====== Provided information

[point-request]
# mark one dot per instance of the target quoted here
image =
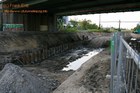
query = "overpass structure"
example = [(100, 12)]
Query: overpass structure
[(47, 21)]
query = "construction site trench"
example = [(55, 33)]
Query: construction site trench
[(33, 62)]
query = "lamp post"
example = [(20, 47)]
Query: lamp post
[(99, 21)]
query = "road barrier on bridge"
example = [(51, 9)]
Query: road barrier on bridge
[(125, 66)]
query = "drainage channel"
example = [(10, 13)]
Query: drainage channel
[(77, 63)]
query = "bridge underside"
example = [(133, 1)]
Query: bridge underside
[(56, 8), (71, 7)]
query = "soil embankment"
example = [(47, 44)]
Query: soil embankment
[(90, 78)]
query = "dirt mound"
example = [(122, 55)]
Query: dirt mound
[(95, 79), (14, 79), (100, 42)]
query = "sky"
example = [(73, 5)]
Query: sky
[(134, 17)]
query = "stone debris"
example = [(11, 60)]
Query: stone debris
[(14, 79)]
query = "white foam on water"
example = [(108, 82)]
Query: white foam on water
[(77, 63)]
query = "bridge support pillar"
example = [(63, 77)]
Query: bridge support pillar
[(52, 23)]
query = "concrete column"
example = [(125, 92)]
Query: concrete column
[(52, 23)]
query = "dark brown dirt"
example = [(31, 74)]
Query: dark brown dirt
[(95, 78)]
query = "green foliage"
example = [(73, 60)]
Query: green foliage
[(74, 23), (75, 26), (86, 24), (137, 27)]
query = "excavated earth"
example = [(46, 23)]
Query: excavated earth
[(48, 77)]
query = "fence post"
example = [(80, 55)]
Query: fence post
[(112, 65)]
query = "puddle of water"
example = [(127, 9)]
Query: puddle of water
[(77, 63)]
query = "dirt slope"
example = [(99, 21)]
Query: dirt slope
[(76, 82)]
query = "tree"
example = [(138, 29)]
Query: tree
[(74, 23), (86, 24), (137, 27)]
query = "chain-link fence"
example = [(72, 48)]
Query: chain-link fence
[(125, 66)]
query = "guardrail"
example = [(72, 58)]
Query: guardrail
[(125, 66)]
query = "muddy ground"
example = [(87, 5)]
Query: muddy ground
[(92, 80), (50, 70)]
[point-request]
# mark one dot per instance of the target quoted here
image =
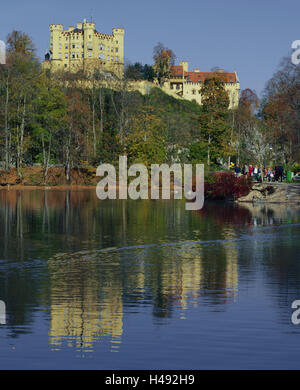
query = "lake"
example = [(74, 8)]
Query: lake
[(92, 284)]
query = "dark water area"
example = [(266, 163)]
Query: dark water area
[(92, 284)]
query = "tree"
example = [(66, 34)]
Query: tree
[(49, 120), (146, 141), (280, 111)]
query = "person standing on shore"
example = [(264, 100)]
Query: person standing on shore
[(250, 170), (237, 170), (255, 172)]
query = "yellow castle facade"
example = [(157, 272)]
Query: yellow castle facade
[(84, 48)]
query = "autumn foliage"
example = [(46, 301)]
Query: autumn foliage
[(224, 185)]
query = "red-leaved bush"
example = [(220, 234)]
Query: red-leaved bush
[(224, 185)]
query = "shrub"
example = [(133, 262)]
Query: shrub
[(224, 185)]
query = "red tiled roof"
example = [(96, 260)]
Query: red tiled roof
[(196, 77)]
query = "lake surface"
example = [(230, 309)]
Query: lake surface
[(92, 284)]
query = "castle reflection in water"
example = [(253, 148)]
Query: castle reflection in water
[(93, 260)]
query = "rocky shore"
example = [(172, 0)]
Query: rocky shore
[(273, 193)]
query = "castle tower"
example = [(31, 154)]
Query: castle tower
[(55, 33), (84, 48)]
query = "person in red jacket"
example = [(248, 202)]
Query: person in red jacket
[(250, 170)]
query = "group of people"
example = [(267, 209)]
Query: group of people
[(260, 173)]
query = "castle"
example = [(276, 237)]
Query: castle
[(84, 48)]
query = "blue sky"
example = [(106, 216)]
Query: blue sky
[(247, 36)]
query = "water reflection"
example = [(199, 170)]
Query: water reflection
[(87, 265)]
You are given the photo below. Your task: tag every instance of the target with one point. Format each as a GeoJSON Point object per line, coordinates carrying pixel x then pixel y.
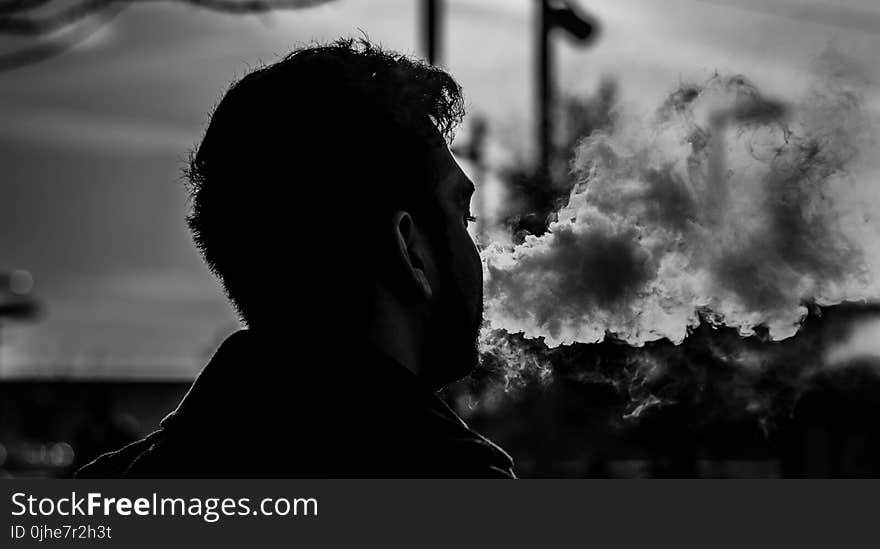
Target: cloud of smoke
{"type": "Point", "coordinates": [724, 206]}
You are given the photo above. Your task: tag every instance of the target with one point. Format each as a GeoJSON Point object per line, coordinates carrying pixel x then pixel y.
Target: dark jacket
{"type": "Point", "coordinates": [255, 412]}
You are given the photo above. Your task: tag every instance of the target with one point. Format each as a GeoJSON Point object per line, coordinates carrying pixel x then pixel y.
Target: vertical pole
{"type": "Point", "coordinates": [544, 92]}
{"type": "Point", "coordinates": [432, 30]}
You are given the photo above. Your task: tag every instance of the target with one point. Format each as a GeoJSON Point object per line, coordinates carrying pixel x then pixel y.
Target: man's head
{"type": "Point", "coordinates": [324, 181]}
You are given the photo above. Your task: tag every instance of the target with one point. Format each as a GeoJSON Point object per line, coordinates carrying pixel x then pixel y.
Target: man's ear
{"type": "Point", "coordinates": [411, 251]}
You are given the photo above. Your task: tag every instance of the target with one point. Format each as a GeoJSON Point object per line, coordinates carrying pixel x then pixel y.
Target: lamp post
{"type": "Point", "coordinates": [583, 29]}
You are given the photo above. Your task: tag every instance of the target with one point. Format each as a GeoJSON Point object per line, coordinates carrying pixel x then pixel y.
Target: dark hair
{"type": "Point", "coordinates": [303, 161]}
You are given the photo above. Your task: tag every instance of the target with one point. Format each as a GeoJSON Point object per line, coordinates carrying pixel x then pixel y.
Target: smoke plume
{"type": "Point", "coordinates": [724, 207]}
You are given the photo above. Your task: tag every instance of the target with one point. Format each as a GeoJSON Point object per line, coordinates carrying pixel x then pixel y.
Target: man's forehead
{"type": "Point", "coordinates": [451, 176]}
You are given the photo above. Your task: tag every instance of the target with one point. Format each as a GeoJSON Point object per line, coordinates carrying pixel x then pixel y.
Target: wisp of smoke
{"type": "Point", "coordinates": [724, 206]}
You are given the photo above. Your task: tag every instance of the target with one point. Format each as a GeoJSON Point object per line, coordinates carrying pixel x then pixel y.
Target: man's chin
{"type": "Point", "coordinates": [449, 367]}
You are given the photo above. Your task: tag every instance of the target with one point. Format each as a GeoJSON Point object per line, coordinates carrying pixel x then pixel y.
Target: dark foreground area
{"type": "Point", "coordinates": [555, 429]}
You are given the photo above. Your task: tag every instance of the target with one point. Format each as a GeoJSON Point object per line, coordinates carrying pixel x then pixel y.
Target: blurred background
{"type": "Point", "coordinates": [107, 312]}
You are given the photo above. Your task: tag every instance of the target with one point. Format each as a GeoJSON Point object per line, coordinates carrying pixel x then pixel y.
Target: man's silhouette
{"type": "Point", "coordinates": [326, 201]}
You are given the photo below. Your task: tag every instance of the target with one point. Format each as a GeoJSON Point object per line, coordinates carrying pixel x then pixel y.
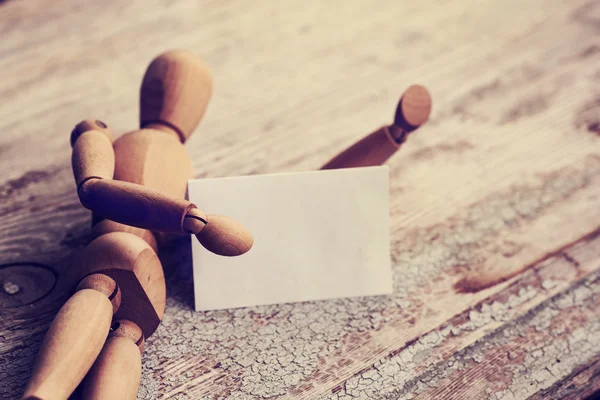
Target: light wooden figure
{"type": "Point", "coordinates": [135, 188]}
{"type": "Point", "coordinates": [413, 110]}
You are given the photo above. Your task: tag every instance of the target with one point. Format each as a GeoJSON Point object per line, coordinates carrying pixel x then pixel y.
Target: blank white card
{"type": "Point", "coordinates": [317, 235]}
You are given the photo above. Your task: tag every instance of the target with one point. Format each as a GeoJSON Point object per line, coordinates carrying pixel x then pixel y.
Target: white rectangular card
{"type": "Point", "coordinates": [317, 235]}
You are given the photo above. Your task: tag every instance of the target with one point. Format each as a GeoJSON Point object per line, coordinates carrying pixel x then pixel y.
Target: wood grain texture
{"type": "Point", "coordinates": [493, 202]}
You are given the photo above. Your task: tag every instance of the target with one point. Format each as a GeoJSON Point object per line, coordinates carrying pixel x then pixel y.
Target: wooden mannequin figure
{"type": "Point", "coordinates": [135, 188]}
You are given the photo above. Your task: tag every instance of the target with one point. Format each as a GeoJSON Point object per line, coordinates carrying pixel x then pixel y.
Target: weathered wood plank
{"type": "Point", "coordinates": [483, 199]}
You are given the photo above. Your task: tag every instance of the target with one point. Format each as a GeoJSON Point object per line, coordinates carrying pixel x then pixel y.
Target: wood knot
{"type": "Point", "coordinates": [25, 283]}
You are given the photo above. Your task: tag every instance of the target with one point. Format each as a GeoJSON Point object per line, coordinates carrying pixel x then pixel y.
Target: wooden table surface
{"type": "Point", "coordinates": [494, 203]}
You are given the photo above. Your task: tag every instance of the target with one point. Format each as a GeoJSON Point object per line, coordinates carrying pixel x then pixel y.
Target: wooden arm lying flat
{"type": "Point", "coordinates": [375, 149]}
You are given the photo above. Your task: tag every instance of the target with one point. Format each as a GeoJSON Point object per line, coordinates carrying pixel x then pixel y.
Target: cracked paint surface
{"type": "Point", "coordinates": [286, 350]}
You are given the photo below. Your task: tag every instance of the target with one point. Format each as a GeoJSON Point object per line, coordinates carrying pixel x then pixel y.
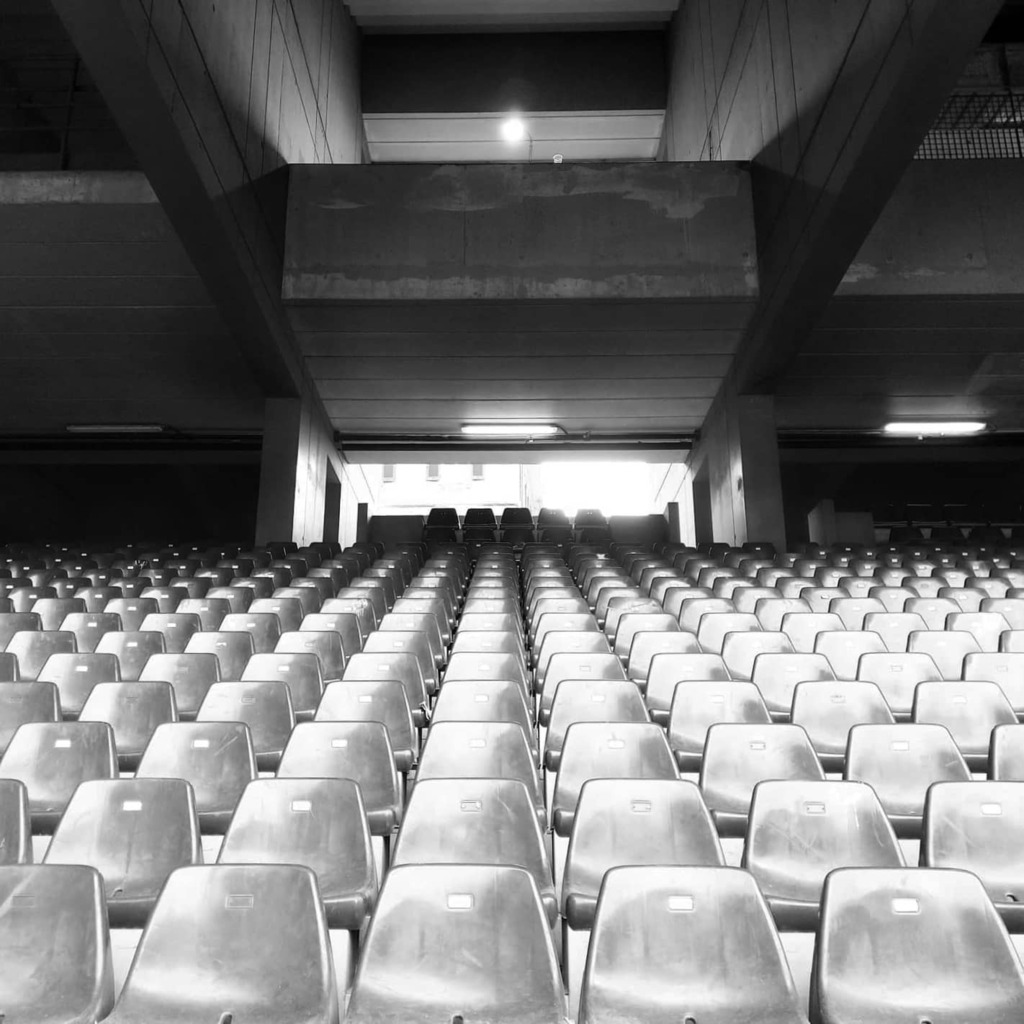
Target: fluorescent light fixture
{"type": "Point", "coordinates": [115, 428]}
{"type": "Point", "coordinates": [513, 130]}
{"type": "Point", "coordinates": [511, 429]}
{"type": "Point", "coordinates": [935, 428]}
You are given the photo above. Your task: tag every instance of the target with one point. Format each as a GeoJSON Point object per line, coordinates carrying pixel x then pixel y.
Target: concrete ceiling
{"type": "Point", "coordinates": [505, 15]}
{"type": "Point", "coordinates": [102, 316]}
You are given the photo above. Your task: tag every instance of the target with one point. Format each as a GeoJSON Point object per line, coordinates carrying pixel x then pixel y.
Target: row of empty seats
{"type": "Point", "coordinates": [489, 794]}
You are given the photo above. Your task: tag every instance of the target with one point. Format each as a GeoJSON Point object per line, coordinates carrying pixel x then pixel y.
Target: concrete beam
{"type": "Point", "coordinates": [830, 101]}
{"type": "Point", "coordinates": [214, 99]}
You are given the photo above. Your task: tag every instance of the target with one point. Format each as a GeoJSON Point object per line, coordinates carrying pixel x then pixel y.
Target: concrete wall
{"type": "Point", "coordinates": [298, 445]}
{"type": "Point", "coordinates": [519, 231]}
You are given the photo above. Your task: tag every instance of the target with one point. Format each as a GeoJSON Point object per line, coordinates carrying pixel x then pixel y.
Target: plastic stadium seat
{"type": "Point", "coordinates": [985, 627]}
{"type": "Point", "coordinates": [133, 711]}
{"type": "Point", "coordinates": [301, 672]}
{"type": "Point", "coordinates": [736, 757]}
{"type": "Point", "coordinates": [8, 668]}
{"type": "Point", "coordinates": [897, 677]}
{"type": "Point", "coordinates": [402, 667]}
{"type": "Point", "coordinates": [894, 628]}
{"type": "Point", "coordinates": [803, 630]}
{"type": "Point", "coordinates": [216, 758]}
{"type": "Point", "coordinates": [698, 706]}
{"type": "Point", "coordinates": [328, 645]}
{"type": "Point", "coordinates": [33, 648]}
{"type": "Point", "coordinates": [51, 759]}
{"type": "Point", "coordinates": [88, 627]}
{"type": "Point", "coordinates": [904, 944]}
{"type": "Point", "coordinates": [484, 700]}
{"type": "Point", "coordinates": [800, 832]}
{"type": "Point", "coordinates": [135, 833]}
{"type": "Point", "coordinates": [776, 677]}
{"type": "Point", "coordinates": [132, 649]}
{"type": "Point", "coordinates": [25, 702]}
{"type": "Point", "coordinates": [476, 821]}
{"type": "Point", "coordinates": [263, 706]}
{"type": "Point", "coordinates": [480, 750]}
{"type": "Point", "coordinates": [264, 628]}
{"type": "Point", "coordinates": [375, 700]}
{"type": "Point", "coordinates": [320, 823]}
{"type": "Point", "coordinates": [56, 947]}
{"type": "Point", "coordinates": [1007, 671]}
{"type": "Point", "coordinates": [357, 751]}
{"type": "Point", "coordinates": [827, 710]}
{"type": "Point", "coordinates": [231, 649]}
{"type": "Point", "coordinates": [946, 648]}
{"type": "Point", "coordinates": [740, 650]}
{"type": "Point", "coordinates": [577, 666]}
{"type": "Point", "coordinates": [265, 951]}
{"type": "Point", "coordinates": [685, 944]}
{"type": "Point", "coordinates": [414, 643]}
{"type": "Point", "coordinates": [449, 941]}
{"type": "Point", "coordinates": [15, 825]}
{"type": "Point", "coordinates": [632, 821]}
{"type": "Point", "coordinates": [899, 762]}
{"type": "Point", "coordinates": [1006, 763]}
{"type": "Point", "coordinates": [970, 711]}
{"type": "Point", "coordinates": [589, 700]}
{"type": "Point", "coordinates": [616, 750]}
{"type": "Point", "coordinates": [190, 676]}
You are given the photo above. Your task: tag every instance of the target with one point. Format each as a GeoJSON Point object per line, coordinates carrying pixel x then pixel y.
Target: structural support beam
{"type": "Point", "coordinates": [737, 486]}
{"type": "Point", "coordinates": [830, 102]}
{"type": "Point", "coordinates": [299, 473]}
{"type": "Point", "coordinates": [215, 100]}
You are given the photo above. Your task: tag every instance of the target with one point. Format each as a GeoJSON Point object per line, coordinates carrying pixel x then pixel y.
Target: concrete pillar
{"type": "Point", "coordinates": [735, 470]}
{"type": "Point", "coordinates": [299, 464]}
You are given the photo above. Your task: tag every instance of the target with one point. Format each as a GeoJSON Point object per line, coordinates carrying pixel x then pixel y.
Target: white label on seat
{"type": "Point", "coordinates": [905, 904]}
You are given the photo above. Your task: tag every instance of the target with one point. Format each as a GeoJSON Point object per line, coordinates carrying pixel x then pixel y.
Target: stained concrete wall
{"type": "Point", "coordinates": [519, 231]}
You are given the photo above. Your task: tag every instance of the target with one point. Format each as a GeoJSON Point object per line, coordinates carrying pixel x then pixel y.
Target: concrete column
{"type": "Point", "coordinates": [736, 466]}
{"type": "Point", "coordinates": [299, 461]}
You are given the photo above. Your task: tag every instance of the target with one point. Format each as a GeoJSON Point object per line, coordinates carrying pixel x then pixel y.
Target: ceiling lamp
{"type": "Point", "coordinates": [516, 430]}
{"type": "Point", "coordinates": [935, 428]}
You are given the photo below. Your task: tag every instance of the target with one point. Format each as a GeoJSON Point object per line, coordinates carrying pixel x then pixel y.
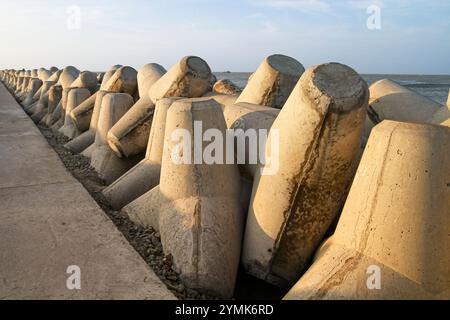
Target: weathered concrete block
{"type": "Point", "coordinates": [33, 87]}
{"type": "Point", "coordinates": [226, 86]}
{"type": "Point", "coordinates": [85, 79]}
{"type": "Point", "coordinates": [54, 97]}
{"type": "Point", "coordinates": [129, 136]}
{"type": "Point", "coordinates": [108, 166]}
{"type": "Point", "coordinates": [41, 106]}
{"type": "Point", "coordinates": [146, 174]}
{"type": "Point", "coordinates": [75, 97]}
{"type": "Point", "coordinates": [108, 76]}
{"type": "Point", "coordinates": [273, 81]}
{"type": "Point", "coordinates": [79, 115]}
{"type": "Point", "coordinates": [391, 101]}
{"type": "Point", "coordinates": [295, 199]}
{"type": "Point", "coordinates": [247, 116]}
{"type": "Point", "coordinates": [124, 80]}
{"type": "Point", "coordinates": [190, 77]}
{"type": "Point", "coordinates": [199, 218]}
{"type": "Point", "coordinates": [223, 99]}
{"type": "Point", "coordinates": [394, 225]}
{"type": "Point", "coordinates": [144, 211]}
{"type": "Point", "coordinates": [68, 75]}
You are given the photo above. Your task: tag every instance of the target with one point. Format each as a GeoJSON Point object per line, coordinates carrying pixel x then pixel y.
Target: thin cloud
{"type": "Point", "coordinates": [300, 5]}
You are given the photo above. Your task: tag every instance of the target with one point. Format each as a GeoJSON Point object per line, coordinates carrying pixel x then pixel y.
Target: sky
{"type": "Point", "coordinates": [409, 37]}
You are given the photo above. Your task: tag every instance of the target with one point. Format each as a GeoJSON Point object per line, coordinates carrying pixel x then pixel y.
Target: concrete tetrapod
{"type": "Point", "coordinates": [391, 101]}
{"type": "Point", "coordinates": [442, 116]}
{"type": "Point", "coordinates": [226, 86]}
{"type": "Point", "coordinates": [124, 80]}
{"type": "Point", "coordinates": [87, 138]}
{"type": "Point", "coordinates": [40, 104]}
{"type": "Point", "coordinates": [273, 81]}
{"type": "Point", "coordinates": [296, 199]}
{"type": "Point", "coordinates": [144, 211]}
{"type": "Point", "coordinates": [129, 136]}
{"type": "Point", "coordinates": [108, 166]}
{"type": "Point", "coordinates": [82, 114]}
{"type": "Point", "coordinates": [200, 220]}
{"type": "Point", "coordinates": [75, 97]}
{"type": "Point", "coordinates": [190, 77]}
{"type": "Point", "coordinates": [247, 116]}
{"type": "Point", "coordinates": [146, 174]}
{"type": "Point", "coordinates": [41, 107]}
{"type": "Point", "coordinates": [54, 97]}
{"type": "Point", "coordinates": [33, 87]}
{"type": "Point", "coordinates": [86, 79]}
{"type": "Point", "coordinates": [392, 239]}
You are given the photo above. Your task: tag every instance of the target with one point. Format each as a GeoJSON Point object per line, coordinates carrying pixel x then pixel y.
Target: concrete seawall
{"type": "Point", "coordinates": [49, 222]}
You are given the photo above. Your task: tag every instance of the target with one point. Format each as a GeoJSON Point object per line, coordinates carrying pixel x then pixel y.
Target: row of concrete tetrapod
{"type": "Point", "coordinates": [362, 180]}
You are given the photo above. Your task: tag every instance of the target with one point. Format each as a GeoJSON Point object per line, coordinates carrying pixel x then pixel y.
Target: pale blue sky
{"type": "Point", "coordinates": [231, 35]}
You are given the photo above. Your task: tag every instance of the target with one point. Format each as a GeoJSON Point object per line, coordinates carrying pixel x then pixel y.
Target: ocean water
{"type": "Point", "coordinates": [433, 87]}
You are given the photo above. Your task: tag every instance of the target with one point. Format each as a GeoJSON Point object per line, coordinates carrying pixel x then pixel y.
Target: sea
{"type": "Point", "coordinates": [435, 87]}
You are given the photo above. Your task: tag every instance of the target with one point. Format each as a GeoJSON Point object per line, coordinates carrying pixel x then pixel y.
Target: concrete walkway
{"type": "Point", "coordinates": [49, 222]}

============

## [What is asked]
Please copy the records word for word, from the very beginning down through the line containing "[(74, 23), (86, 24), (137, 27)]", and leave out the pictures.

## [Task response]
[point-request]
# mark one dot per instance of the target quoted here
image =
query = "overpass structure"
example = [(100, 12)]
Query: overpass structure
[(47, 21)]
query = "construction site trench"
example = [(55, 33)]
Query: construction site trench
[(33, 62)]
query = "lamp post"
example = [(20, 47)]
Query: lamp post
[(99, 21)]
query = "road barrier on bridge"
example = [(51, 9)]
Query: road barrier on bridge
[(125, 66)]
query = "drainage channel"
example = [(10, 13)]
Query: drainage channel
[(77, 63)]
query = "bridge underside"
example = [(133, 1)]
Query: bridge underside
[(56, 8), (71, 7)]
query = "soil embankment"
example = [(47, 44)]
Query: soil embankment
[(90, 78)]
query = "dirt mound"
example = [(122, 55)]
Query: dirt mound
[(95, 79), (14, 79), (100, 42)]
query = "sky"
example = [(73, 5)]
Query: sky
[(134, 17)]
query = "stone debris"
example = [(11, 60)]
Query: stone debris
[(14, 79)]
query = "white foam on water"
example = [(108, 82)]
Query: white foam on water
[(77, 63)]
query = "bridge support pillar"
example = [(63, 77)]
Query: bridge support pillar
[(52, 23)]
query = "concrete column"
example = [(125, 92)]
Query: concrete column
[(52, 23)]
query = "dark brown dirt"
example = [(31, 74)]
Query: dark brown dirt
[(95, 78)]
query = "green foliage"
example = [(73, 60)]
Query: green foliage
[(74, 23), (75, 26), (86, 24), (137, 27)]
query = "excavated earth"
example = [(46, 23)]
Query: excavated earth
[(48, 77)]
query = "fence post"
example = [(80, 55)]
Query: fence post
[(112, 65)]
query = "puddle of water"
example = [(127, 9)]
Query: puddle of water
[(77, 63)]
query = "dirt slope"
example = [(99, 21)]
Query: dirt slope
[(76, 82)]
query = "tree"
example = [(138, 29)]
Query: tree
[(74, 23), (86, 24), (137, 27)]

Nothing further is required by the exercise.